-- Opening Marker --
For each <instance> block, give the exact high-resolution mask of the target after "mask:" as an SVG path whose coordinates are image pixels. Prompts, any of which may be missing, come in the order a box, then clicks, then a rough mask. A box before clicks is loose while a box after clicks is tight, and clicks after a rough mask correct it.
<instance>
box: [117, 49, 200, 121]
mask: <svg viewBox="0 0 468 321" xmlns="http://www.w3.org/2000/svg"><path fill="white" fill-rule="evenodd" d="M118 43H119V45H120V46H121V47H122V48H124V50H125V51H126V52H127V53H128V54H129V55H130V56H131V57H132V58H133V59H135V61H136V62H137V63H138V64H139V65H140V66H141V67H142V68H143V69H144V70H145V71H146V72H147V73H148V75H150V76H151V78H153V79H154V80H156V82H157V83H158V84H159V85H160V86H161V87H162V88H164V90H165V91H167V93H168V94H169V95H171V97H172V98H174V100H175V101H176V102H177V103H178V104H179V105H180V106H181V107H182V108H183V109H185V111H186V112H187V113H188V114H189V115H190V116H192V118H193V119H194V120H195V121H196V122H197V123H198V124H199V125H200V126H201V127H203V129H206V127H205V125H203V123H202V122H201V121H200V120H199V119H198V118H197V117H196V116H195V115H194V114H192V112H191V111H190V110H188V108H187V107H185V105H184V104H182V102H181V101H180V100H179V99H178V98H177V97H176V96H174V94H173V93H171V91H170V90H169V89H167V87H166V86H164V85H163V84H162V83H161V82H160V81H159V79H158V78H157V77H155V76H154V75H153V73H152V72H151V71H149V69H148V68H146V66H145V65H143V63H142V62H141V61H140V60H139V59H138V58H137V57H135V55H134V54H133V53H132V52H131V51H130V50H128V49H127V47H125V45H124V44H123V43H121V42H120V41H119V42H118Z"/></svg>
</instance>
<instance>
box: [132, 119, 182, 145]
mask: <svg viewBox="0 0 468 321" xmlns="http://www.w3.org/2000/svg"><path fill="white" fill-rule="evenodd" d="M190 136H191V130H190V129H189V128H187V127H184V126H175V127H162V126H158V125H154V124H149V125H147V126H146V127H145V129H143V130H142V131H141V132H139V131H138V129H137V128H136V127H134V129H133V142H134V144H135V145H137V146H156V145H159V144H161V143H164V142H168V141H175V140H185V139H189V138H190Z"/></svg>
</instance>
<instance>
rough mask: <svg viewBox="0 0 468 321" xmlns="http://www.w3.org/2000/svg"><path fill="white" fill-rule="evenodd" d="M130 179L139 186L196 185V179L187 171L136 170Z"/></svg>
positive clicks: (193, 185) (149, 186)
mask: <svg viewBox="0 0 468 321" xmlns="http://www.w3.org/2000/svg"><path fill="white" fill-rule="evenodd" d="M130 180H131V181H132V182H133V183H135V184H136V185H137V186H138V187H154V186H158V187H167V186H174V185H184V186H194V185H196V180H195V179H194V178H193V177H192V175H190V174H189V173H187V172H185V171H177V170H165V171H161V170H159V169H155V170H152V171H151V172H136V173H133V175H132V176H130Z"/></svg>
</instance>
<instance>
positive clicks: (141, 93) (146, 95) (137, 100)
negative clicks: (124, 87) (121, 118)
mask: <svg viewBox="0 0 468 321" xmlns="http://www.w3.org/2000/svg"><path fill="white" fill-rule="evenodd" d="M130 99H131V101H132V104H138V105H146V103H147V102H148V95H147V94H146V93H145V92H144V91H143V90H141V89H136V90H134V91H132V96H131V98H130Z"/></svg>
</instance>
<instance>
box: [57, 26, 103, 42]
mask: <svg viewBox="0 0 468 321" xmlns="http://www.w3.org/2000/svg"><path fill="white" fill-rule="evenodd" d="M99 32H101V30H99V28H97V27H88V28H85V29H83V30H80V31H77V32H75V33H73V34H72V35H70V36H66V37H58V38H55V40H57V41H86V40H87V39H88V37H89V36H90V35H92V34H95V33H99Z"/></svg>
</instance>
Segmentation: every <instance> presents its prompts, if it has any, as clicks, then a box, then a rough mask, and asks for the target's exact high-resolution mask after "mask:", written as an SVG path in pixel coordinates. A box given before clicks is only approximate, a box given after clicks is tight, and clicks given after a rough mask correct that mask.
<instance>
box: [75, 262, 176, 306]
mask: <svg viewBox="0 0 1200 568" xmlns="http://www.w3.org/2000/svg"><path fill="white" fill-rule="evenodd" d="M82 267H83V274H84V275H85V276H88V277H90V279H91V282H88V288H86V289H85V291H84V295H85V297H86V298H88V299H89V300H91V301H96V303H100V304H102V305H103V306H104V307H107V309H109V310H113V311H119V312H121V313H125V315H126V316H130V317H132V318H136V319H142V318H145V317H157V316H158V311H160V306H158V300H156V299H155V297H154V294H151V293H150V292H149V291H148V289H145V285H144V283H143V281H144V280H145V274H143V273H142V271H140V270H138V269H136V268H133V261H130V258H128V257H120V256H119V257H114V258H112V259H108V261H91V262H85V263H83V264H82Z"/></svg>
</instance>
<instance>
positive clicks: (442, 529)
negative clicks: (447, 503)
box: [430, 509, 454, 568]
-- Closing Marker --
Gather every line of the records that contains the word "positive", matching case exactly.

* **Answer to this problem**:
positive clicks: (193, 185) (149, 186)
positive clicks: (141, 93) (146, 95) (137, 100)
positive clicks: (442, 529)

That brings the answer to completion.